● **EXERCISE REQUIREMENTS**
A – From the court opinion on class certification, extract the passage starting with "Plaintiffs Fail to" and going on through "under any category.".
B – According to the court opinion on class certification, why does the court address all three Rule 23(b) categories even though plaintiffs seem to have abandoned two of them? Answer in one to three sentences.
C – Carry on the court opinion on class certification from its final sentence.

However, the representative plaintiffs have presented no evidence to demonstrate
that they are directing the litigation, are sufficiently informed about it to manage the
litigation effort or have the willingness and ability to take an active role and protect the
interests of absentee class members. In the absence of such evidence, plaintiffs have not
carried their burden to demonstrate adequacy of representation. The absence of this type
of evidence, as well as the absence of any trial plan (as discussed below regarding Rule
23(b)(3)), also undercuts plaintiffs’ argument that their counsel are skilled at prosecuting
class actions.
Therefore, I find that plaintiffs have not established adequacy of
representation.
20
Plaintiffs’ failure to prove all four prerequisites of Rule 23(a) defeats their motion
for class certification. Even assuming, however, that they could establish adequacy of
representation if given yet another opportunity to submit evidence, their proposed class
fails to satisfy any of the Rule 23(b) categories, as discussed below.
B.
Plaintiffs Fail to Carry Their Burden Under Rule 23(b)
Plaintiffs argued in their original memorandum that a class should be certified
under any one of the three subcategories of Rule 23(b). In their reply memorandum, they
respond only to defendant’s arguments concerning Rule 23(b)(3). It appears that they
have (prudently) abandoned their arguments that a class could be certified under either
Rule 23(b)(1) or 23(b)(2). Nonetheless, I address all three categories to make clear why
this action is inappropriate for class certification under any category.
1.
Rule 23(b)(2)
Plaintiffs do not qualify for class certification under either Rule 23(b)(1) or
23(b)(2), both of which implicate injunctive relief. Rule 23(b)(2) permits certification
if “the party opposing the class has acted or refused to act on grounds that apply
generally to the class, so that final injunctive relief or corresponding declaratory relief
is appropriate respecting the class as a whole.” Fed. R. Civ. P. 23(b)(2) (emphasis
added). Although plaintiffs argue that they seek injunctive relief, their Second Amended
Complaint does not seek any such relief. Their prayer seeks only “an order declaring”
21
that Worley breached the contract and was unjustly enriched, for which plaintiffs seek
compensatory and punitive damages.

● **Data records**
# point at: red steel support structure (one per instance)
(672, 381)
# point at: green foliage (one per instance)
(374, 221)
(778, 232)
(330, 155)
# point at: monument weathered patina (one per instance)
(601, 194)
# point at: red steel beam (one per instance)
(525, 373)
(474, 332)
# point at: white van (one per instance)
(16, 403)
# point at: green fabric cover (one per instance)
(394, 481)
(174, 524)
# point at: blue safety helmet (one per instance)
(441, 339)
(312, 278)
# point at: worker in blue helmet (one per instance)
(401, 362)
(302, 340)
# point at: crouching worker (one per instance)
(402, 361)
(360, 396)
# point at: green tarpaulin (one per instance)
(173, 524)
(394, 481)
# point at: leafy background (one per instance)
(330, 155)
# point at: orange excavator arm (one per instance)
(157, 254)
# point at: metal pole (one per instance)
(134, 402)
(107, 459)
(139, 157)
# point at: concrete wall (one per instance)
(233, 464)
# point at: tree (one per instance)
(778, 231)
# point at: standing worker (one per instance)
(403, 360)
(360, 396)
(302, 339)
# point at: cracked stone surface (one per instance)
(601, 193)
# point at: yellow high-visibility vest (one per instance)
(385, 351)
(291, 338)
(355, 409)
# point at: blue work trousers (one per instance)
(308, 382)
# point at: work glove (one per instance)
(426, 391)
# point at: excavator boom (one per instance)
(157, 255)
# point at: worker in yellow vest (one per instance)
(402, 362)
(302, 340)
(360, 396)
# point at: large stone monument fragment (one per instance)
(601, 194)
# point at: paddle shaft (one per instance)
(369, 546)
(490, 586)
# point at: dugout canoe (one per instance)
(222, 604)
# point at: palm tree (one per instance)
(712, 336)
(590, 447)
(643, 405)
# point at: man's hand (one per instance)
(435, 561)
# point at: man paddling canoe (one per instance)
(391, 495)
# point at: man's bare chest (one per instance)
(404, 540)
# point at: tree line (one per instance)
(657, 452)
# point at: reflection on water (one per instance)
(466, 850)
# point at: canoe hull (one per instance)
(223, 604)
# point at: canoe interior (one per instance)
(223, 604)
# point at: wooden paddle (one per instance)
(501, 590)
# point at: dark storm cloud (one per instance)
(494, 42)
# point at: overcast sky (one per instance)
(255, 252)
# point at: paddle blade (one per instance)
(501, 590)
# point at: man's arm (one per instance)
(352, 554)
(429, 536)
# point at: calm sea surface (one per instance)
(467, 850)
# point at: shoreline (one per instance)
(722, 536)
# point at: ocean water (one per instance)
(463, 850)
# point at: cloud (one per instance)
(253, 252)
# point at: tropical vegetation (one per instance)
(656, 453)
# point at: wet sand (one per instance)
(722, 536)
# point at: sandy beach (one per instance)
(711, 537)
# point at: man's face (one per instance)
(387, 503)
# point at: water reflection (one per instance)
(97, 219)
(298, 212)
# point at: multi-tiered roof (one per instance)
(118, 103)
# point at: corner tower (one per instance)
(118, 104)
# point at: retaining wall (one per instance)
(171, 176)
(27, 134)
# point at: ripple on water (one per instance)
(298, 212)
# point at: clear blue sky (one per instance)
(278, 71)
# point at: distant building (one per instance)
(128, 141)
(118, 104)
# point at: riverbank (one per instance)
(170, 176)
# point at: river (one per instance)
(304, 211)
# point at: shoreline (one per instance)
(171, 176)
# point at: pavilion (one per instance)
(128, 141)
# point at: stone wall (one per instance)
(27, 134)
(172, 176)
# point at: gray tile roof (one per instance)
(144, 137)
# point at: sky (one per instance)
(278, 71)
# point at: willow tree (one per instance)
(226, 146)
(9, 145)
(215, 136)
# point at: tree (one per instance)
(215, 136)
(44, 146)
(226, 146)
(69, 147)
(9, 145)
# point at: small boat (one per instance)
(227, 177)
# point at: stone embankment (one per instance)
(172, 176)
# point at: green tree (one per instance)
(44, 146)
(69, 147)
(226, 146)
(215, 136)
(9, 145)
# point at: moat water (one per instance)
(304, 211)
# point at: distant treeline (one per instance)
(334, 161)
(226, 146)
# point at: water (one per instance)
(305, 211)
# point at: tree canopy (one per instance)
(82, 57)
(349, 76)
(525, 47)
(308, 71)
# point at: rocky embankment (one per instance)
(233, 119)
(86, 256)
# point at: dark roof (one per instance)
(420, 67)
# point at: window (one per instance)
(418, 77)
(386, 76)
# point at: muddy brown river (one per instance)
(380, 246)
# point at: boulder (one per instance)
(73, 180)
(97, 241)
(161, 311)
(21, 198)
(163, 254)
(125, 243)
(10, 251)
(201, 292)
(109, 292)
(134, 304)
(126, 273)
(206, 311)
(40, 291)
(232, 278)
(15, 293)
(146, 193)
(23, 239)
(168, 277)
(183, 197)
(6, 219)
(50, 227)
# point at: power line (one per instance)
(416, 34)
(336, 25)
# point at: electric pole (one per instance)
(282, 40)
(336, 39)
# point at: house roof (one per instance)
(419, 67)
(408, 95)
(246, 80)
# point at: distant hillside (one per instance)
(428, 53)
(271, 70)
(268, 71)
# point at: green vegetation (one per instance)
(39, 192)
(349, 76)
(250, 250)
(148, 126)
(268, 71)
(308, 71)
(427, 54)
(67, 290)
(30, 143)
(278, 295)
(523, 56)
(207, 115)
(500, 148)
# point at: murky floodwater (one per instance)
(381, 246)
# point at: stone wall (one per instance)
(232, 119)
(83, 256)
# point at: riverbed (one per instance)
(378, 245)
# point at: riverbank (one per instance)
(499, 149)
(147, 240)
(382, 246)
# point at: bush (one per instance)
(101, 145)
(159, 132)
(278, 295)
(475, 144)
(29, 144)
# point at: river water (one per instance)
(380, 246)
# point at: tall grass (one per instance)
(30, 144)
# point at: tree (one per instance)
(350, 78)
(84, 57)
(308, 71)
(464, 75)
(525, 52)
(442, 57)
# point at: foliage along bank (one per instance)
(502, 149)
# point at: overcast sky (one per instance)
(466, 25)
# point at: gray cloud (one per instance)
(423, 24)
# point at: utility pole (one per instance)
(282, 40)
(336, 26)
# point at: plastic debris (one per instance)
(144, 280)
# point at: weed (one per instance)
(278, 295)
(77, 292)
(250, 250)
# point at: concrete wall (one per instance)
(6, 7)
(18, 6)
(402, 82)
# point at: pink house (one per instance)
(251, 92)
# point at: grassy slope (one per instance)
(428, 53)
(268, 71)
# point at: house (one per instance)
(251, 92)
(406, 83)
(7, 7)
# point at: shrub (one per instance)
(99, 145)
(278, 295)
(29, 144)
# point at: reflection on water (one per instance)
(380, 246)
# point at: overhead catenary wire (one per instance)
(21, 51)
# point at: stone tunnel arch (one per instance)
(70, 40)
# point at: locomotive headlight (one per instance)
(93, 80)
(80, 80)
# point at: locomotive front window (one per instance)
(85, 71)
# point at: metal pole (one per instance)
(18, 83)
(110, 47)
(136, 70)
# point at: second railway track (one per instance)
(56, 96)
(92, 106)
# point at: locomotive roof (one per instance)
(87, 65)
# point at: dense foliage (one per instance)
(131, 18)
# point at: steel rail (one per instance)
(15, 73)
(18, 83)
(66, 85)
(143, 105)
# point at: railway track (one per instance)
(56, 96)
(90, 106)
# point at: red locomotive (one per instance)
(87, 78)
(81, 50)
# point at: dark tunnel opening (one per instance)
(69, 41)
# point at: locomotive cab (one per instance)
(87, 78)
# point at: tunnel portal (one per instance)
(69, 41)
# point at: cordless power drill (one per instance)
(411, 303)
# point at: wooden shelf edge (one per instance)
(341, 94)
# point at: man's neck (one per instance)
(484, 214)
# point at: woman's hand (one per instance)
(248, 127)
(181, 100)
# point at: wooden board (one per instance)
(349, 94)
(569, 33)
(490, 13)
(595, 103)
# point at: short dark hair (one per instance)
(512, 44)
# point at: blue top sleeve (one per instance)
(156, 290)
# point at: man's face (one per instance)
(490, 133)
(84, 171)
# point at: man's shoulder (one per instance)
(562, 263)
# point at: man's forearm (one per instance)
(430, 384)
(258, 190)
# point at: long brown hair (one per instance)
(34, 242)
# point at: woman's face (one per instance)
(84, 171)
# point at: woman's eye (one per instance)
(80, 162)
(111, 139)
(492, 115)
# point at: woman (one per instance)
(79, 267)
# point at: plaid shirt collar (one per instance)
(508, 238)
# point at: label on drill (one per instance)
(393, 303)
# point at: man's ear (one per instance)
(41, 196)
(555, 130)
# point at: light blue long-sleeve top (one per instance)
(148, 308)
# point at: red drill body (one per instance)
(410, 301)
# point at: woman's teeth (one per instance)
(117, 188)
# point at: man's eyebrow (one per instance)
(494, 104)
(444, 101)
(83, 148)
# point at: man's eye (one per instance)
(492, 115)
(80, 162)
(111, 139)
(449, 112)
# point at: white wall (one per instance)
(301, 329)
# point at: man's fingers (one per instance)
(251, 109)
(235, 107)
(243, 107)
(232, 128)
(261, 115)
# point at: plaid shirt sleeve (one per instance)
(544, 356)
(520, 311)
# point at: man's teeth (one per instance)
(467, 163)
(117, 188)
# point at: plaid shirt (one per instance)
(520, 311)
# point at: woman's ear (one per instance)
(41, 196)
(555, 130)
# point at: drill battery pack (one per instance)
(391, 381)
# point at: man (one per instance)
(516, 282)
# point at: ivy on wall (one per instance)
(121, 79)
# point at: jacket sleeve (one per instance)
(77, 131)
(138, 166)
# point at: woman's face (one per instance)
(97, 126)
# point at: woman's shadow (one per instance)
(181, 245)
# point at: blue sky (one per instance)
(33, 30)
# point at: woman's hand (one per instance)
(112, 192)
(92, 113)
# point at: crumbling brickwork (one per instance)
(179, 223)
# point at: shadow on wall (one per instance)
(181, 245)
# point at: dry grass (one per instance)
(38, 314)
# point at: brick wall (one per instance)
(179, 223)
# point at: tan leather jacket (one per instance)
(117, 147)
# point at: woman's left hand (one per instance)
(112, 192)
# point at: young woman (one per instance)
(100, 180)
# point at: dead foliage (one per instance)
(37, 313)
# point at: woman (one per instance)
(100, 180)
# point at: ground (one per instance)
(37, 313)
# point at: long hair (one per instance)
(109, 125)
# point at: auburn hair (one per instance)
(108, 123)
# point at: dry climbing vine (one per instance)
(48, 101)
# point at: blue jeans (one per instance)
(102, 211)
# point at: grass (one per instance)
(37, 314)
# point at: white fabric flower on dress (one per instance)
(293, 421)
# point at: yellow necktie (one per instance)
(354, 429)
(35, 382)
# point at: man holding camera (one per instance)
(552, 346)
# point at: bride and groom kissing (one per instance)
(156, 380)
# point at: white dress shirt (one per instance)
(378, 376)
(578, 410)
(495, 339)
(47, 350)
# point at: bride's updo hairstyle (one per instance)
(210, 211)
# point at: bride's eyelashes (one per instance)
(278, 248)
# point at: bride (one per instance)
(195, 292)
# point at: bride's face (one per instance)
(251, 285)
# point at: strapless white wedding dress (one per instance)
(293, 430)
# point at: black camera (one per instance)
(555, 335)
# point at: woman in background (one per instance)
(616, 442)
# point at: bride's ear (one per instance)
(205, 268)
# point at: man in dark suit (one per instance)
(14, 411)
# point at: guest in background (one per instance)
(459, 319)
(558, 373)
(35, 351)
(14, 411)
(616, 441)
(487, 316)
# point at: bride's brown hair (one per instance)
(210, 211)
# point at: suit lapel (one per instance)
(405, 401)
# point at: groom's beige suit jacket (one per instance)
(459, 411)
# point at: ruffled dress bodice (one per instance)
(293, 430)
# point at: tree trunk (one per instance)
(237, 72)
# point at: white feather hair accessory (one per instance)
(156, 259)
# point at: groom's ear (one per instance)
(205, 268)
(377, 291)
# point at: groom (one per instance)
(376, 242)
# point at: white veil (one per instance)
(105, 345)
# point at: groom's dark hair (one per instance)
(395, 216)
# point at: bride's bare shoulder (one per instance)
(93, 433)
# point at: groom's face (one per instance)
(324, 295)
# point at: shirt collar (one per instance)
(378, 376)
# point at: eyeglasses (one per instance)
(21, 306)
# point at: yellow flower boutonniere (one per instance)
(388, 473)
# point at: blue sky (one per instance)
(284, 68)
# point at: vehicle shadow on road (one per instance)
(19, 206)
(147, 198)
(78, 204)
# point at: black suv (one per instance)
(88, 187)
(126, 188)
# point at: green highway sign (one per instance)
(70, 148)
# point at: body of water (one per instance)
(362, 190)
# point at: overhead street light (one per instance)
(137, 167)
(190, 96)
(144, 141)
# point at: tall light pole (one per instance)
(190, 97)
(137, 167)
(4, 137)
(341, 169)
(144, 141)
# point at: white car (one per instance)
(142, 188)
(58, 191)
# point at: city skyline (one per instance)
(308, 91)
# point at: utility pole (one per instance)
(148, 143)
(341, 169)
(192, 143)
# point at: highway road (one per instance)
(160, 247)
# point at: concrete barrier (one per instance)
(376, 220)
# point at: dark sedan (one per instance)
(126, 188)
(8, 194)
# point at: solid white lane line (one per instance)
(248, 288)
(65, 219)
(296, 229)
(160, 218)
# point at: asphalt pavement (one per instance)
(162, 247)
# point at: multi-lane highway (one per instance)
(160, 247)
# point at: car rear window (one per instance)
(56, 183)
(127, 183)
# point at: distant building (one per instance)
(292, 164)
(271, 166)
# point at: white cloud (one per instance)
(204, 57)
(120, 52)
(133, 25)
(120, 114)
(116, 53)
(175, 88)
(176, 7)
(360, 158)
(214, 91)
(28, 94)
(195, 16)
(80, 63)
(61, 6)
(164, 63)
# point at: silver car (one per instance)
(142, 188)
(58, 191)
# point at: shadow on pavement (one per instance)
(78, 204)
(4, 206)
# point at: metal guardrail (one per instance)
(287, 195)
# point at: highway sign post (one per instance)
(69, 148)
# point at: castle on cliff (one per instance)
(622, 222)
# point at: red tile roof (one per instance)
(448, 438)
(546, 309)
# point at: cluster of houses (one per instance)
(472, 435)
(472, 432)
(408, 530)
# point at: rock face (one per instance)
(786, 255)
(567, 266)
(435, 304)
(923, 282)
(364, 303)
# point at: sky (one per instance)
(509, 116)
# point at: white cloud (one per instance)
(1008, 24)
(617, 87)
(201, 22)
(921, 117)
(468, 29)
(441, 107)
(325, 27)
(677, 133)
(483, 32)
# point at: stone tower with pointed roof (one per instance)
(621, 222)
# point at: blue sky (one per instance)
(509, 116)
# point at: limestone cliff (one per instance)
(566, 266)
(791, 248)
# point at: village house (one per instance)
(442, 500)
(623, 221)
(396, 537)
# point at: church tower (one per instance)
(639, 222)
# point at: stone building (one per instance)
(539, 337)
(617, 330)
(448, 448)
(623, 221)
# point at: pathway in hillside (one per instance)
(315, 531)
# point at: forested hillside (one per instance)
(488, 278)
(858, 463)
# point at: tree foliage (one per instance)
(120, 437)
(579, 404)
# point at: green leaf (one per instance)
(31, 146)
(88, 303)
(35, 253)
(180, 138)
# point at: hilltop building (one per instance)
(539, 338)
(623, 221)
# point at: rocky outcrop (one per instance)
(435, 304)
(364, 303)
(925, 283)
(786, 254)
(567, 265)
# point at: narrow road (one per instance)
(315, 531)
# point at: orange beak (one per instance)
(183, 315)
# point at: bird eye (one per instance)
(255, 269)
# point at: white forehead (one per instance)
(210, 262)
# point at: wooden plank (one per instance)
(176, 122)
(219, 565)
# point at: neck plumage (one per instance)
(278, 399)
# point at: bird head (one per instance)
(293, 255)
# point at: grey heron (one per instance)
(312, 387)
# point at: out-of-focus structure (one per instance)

● **IN RESPONSE**
A –
Plaintiffs Fail to Carry Their Burden Under Rule 23(b)
Plaintiffs argued in their original memorandum that a class should be certified
under any one of the three subcategories of Rule 23(b). In their reply memorandum, they
respond only to defendant’s arguments concerning Rule 23(b)(3). It appears that they
have (prudently) abandoned their arguments that a class could be certified under either
Rule 23(b)(1) or 23(b)(2). Nonetheless, I address all three categories to make clear why
this action is inappropriate for class certification under any category.

B – In their reply, plaintiffs responded only on Rule 23(b)(3), which suggests they abandoned their Rule 23(b)(1) and 23(b)(2) arguments. The court addresses all three categories anyway to make clear why the action is inappropriate for class certification under any category.

C –
Record Doc. No. 111, Second Amended
Complaint, at p. 13. A declaration that Worley breached the contract does not amount
to “declaratory relief” when the only relief sought in connection with such a finding is
damages. Furthermore, the only mention of injunctive relief in the Second Amended
Complaint is a conclusory allegation that Rule 23(b)(2) certification is appropriate
because, “[i]n the absence of appropriate injunctive relief, Defendants will continue to
operate without authorization.” Id. at p. 4. Neither plaintiffs’ complaint nor their motion
to certify specifies any type of “appropriate injunctive relief.”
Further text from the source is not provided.